Problem details: Write out all of the entries exactly, please.

Entries provided Block Start

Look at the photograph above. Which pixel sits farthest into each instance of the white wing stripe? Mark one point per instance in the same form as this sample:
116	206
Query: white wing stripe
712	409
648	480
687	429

Entries provided Block End

Answer box:
Look at the photograph above. Which pixel sits farthest into each instance of the white wing stripe? Mark one point per instance in the same form as this sample:
116	206
Query: white wing stripe
712	409
648	480
687	429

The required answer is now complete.